— Start of Material provided —

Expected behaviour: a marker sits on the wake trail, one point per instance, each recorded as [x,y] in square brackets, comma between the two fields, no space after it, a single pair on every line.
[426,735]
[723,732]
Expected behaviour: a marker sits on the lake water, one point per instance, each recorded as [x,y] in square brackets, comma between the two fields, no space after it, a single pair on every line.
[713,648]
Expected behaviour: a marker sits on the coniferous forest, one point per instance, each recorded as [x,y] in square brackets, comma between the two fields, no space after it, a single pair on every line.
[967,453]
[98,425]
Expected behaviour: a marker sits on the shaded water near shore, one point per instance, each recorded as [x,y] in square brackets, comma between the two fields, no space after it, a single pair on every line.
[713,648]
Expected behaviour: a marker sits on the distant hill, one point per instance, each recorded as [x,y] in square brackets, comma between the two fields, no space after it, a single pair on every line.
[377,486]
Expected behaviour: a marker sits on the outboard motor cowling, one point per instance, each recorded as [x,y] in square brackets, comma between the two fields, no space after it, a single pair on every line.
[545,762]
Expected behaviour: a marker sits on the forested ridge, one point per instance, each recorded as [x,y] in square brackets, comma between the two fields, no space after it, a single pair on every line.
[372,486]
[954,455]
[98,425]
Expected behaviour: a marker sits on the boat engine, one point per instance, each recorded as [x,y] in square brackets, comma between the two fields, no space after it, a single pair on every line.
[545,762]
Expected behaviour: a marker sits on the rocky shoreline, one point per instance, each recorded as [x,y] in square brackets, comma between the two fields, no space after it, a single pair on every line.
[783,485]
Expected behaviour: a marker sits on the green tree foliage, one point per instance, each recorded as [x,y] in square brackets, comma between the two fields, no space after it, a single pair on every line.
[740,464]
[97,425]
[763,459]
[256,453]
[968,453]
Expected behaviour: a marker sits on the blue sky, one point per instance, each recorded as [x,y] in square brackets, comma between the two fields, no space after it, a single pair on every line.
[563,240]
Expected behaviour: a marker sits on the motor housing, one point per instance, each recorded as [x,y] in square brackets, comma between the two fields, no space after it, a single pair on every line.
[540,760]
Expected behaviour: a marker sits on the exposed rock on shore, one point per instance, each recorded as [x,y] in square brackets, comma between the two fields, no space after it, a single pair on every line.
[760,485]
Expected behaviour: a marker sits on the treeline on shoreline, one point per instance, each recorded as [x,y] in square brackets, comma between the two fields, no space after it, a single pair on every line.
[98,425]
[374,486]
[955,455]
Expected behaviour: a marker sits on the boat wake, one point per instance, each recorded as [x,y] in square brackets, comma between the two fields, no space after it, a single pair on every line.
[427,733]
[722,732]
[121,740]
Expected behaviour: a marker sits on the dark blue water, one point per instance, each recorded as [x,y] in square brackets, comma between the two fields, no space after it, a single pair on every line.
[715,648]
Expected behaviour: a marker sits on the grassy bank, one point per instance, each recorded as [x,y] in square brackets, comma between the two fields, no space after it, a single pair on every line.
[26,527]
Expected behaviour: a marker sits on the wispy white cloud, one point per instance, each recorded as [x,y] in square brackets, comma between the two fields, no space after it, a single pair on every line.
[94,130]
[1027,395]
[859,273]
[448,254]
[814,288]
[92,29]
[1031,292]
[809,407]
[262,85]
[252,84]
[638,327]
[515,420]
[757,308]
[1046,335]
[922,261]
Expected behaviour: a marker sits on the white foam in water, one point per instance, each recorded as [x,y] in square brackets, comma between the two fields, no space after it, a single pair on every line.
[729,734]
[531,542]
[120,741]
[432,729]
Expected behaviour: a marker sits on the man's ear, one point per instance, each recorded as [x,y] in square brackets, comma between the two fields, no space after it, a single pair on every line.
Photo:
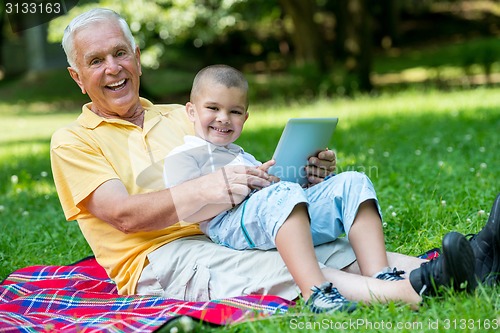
[138,58]
[191,112]
[76,77]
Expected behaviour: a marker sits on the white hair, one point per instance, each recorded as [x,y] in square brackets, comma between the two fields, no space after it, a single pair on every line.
[85,19]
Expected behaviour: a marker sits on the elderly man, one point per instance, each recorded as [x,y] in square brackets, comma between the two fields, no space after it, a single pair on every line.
[107,171]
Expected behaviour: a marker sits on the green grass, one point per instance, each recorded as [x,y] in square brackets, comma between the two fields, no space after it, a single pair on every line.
[432,156]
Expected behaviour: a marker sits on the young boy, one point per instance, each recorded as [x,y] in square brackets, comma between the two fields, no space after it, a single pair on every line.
[284,215]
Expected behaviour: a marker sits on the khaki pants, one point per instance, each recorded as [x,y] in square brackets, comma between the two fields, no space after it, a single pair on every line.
[196,269]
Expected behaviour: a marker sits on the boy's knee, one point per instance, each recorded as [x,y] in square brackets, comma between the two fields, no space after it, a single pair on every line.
[350,176]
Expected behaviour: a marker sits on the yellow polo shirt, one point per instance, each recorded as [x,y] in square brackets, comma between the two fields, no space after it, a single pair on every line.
[93,150]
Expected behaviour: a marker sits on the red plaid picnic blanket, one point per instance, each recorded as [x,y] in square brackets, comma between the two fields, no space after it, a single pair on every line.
[81,298]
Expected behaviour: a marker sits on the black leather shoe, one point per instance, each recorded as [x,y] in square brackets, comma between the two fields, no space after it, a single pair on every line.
[486,247]
[454,268]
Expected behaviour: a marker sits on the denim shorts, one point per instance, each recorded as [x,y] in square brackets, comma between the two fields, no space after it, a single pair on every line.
[332,207]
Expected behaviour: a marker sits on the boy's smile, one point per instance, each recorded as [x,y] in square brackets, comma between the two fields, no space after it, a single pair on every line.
[218,113]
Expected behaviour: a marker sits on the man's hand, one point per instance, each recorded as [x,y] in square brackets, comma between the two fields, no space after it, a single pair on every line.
[321,166]
[232,184]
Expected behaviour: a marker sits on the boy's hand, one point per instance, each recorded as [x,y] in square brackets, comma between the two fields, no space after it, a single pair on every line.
[321,166]
[265,167]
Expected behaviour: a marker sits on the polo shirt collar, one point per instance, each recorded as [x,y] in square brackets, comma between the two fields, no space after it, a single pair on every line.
[197,141]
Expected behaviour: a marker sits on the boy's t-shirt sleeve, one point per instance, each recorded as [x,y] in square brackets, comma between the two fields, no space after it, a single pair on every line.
[180,166]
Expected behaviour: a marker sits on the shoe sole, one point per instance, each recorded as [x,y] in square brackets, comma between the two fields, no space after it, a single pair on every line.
[459,261]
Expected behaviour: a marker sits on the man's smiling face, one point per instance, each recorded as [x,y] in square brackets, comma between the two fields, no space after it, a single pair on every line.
[108,69]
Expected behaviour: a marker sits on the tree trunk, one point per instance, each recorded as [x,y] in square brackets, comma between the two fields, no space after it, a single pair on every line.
[359,43]
[390,20]
[306,37]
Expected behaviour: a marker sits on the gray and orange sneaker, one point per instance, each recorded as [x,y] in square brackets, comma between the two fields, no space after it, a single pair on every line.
[327,299]
[454,268]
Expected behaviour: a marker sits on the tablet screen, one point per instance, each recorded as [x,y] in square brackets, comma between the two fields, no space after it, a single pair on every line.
[301,139]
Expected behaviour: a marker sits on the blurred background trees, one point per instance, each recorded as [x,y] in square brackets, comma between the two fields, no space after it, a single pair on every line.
[312,46]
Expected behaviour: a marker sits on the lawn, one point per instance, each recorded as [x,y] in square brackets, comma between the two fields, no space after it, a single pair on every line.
[433,157]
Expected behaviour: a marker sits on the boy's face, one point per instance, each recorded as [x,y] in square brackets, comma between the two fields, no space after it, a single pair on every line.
[218,113]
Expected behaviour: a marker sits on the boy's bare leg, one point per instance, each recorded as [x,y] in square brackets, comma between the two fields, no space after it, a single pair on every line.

— End of Material provided —

* _Task prompt_
The pictures should not be reproduced; quote all of the other material exactly.

* _Finished answer_
Expected behaviour: a marker sits on the wake trail, one point per instance, each recorded as [x,y] in square brackets, comma between the two fields, no space after it, a single pair on every line.
[426,735]
[723,732]
Expected behaviour: a marker sits on the lake water, one point per instance, each recorded as [x,y] in square brackets, comma between the two fields, no space after it, a single pair on every line.
[713,648]
Expected behaviour: a marker sits on the coniferous forest, one point per instance, each recorded as [x,y] in square brackets, comma between the two fields, no space after it, a single pair on every line.
[967,453]
[98,425]
Expected behaviour: a marker sits on the shaded water near shore, one point per instance, each recorded as [x,y] in square brackets, comma between the two fields, no space after it, a single pair on every line.
[713,648]
Expected behaviour: a marker sits on the distant hill, one point per instance, each recorded as [x,y] in square brackets, comma between the two fields, no space after it, a single pair on every line.
[377,486]
Expected behaviour: a marker sits on the outboard motor cowling, one point per instance, each recorded as [x,y] in square brackets, comma between the two fields, no space after it, a single pair on every line.
[545,762]
Expected behaviour: a marker sits on the forested ridge, one point per instance, each recorded as [x,y] in square brackets, comma between the two fields, no space after it, a single pair on every line.
[372,486]
[954,455]
[98,425]
Expected behaviour: a marker sits on the boat engine, one point per instance, each recorded as [x,y] in square brackets, comma between the two fields, no space after it, a single pair on every line.
[545,762]
Expected behaviour: a marker sits on the rocky shoreline, one point per instance, each recorded as [x,y] in square brackets, comma between the two fields, no space after it, a single pair on every line.
[783,485]
Expected behaviour: a marker sits on the green tree foliage, one point per instance, each recorded as [x,y] in square brackets, comma between the two fields, no space after it, a single pair on every line.
[740,464]
[97,425]
[763,459]
[256,453]
[968,453]
Expected behaviour: a marker sits on the blue sky, one point per instance, each recorded as [x,y] in square brackets, comma between the two fields, no space after it, a single pair on every line.
[563,240]
Expected behaviour: a marker sits on the motor housing, one point per instance, each recorded as [x,y] in square brackets, comma between the two fields, no space after it, a single pair on every line.
[540,760]
Expected behaviour: a marker sits on the exposed rock on shore, one point per instance, each recorded as [x,y] in square brackets, comma between the two fields, no space after it, a single pair on every line.
[760,485]
Expected behaviour: a marker sits on the treeline on shoreline, one point per instance, each recorded as [x,y] in square brackets, comma between the two fields, no space after it, a single pair on every line.
[98,425]
[374,486]
[955,455]
Expected behaviour: a marker sits on the boat wake, one point per instance, each recorded as [x,y] in square brackets, comma between the two fields, no space after it, a single pair on every line.
[427,733]
[722,732]
[121,740]
Expected behaviour: a marker sits on the dark blue water, one point per instance, each recorded as [x,y] in square brackets, comma between the two fields, no space after it, a single pair on every line.
[715,648]
Expected behaviour: a marker sits on the grassy bank, one point per instance, each recorded as [x,y] in square brackets, comma between the two fields, no space after it, a single pair on every line.
[26,527]
Expected behaviour: a marker sits on the wispy white cloud, one point per instance, each recorded as [x,y] in square brackets, comma between the two fields, no space after it, a single pair on every line.
[94,130]
[1027,395]
[859,273]
[448,254]
[814,288]
[92,29]
[1031,292]
[809,407]
[262,85]
[252,84]
[638,327]
[515,420]
[757,308]
[1046,335]
[922,261]
Expected behaviour: a marker sits on the white foam in water, one point per instance, each recorded as [x,y] in square brackets, comma between the two fields, no space after it, a single pair on every line.
[729,734]
[531,542]
[120,741]
[432,729]
Expected behaviour: a marker sits on the man's ear, one point per instance, each recorded as [x,y] in square brackets, comma between the two fields, no space after it, a single pair on every line.
Photo:
[138,58]
[191,112]
[76,77]
Expected behaviour: a marker sits on the white hair, one point per instance, each recorded as [x,y] in square brackets, comma between the two fields, no space after it, a single pair on every line.
[85,19]
Expected behaviour: a marker sits on the elderly man, one point per instance, each recorded as [x,y] in square brackets, comma between the two fields, no space after it, a single pair on every line.
[107,171]
Expected behaviour: a marker sits on the green grass, one point per instance, each recorded as [x,y] in square brackets, comma between the two fields, no space after it, a single pair on every line.
[432,156]
Expected behaviour: a marker sits on the young boy, one point per instance, each recorded as [x,y] in square brackets, comma between the two fields, no space after it, a single pair on every line.
[284,215]
Expected behaviour: a marker sits on the khaki pants, one point per instance, each recorded as [x,y] in square brackets, comma between the two fields, no space after it, a single pair on every line.
[196,269]
Expected behaviour: a marker sits on the boy's knee, one point per instance, each recorded as [x,y] in square brackets, comma between the two fields, no space after it, a single pair on every line.
[350,176]
Expected behaviour: a marker sits on the yellow polo shirt, one point per instance, each recorded as [x,y] in square brackets, comma between the two fields, no space after it, a single pair on every line.
[93,150]
Expected behaviour: a marker sits on the red plaid picnic blanket, one point per instance, each recorded as [x,y] in square brackets, comma between the two fields, no space after it, a single pair on every line.
[81,298]
Expected behaviour: a marker sits on the black leather shoe, one point per instance, each recorded as [x,y] in square brackets, comma between the two fields, no space after it, a single pair on every line.
[486,247]
[454,268]
Expected behaviour: a marker sits on the denim shorts, one point per instance, each recorded as [x,y] in square brackets, comma between the two fields, no space after it, a single pair on every line.
[332,207]
Expected behaviour: a marker sits on the boy's smile, one point per instance, each recorded as [x,y] in square brackets, comma between the two fields, no space after it, a single pair on every line.
[218,113]
Expected behaviour: a marker sits on the man's hand, one point per instance, each recorded as [x,y] in square brackets, comma between the two fields, no space after it, a single pair on every line.
[321,166]
[232,184]
Expected behaviour: a marker sits on the boy's hand, one point per instance, each recorded as [x,y] in square brackets, comma between the two fields, no space after it, a single pair on every line.
[321,166]
[265,167]
Expected behaviour: a marker sits on the polo shirt collar, one point per instance, each recorded as [x,y] in square brackets, comma between the two fields, no space after it, a single pair on every line.
[197,141]
Expected behaviour: a marker sits on the boy's t-shirt sleeve, one point per instance, each recorded as [x,y] in square brackets, comma between the two fields, no space after it, a single pair on every line.
[180,166]
Expected behaviour: a marker sits on the shoe sole, one point per instance, each recorded as [x,y] in square brackets, comma between the two fields, no space after it, a single pair on every line.
[459,261]
Expected behaviour: a marker sits on the man's smiling face, one point per instance, each recorded as [x,y] in square brackets, comma between the two fields, no space after it, a single pair on every line.
[108,69]
Expected behaviour: a marker sits on the tree trunk, one point per instance, each recorded as [x,y] in square brackets, comma between the two fields, no space after it, a single pair on every line.
[359,43]
[390,20]
[306,37]
Expected behaviour: a marker sits on the gray and orange sneaker, one point per instance, each recorded as [x,y] in square brackets, comma between the two fields, no space after it, a single pair on every line.
[327,299]
[454,268]
Expected behaviour: a marker sits on the tablet screen, one point per instance, each recorded as [x,y] in square brackets, comma between the two fields, no space after it, a single pair on every line.
[301,139]
Expected behaviour: a marker sits on the blurred background trees, one point per instance, each recorded as [x,y] in square brackets, comma between the two fields, no space after it, a single pair on every line.
[312,46]
Expected behaviour: a marker sits on the lawn, one point per instance, each recorded as [x,y] in square brackets, comma between the two fields, no space after it, a single pair on every line.
[433,157]
Expected behaviour: a marker sits on the boy's face, one point per instance, each recorded as [x,y] in square brackets, comma between the two fields, no space after it, a single pair on every line.
[218,113]
Expected behaviour: a marker sits on the boy's bare leg, one point per instance, each recorded as [x,y] in square brackets, comma between the two fields, no space after it, a single pair on every line.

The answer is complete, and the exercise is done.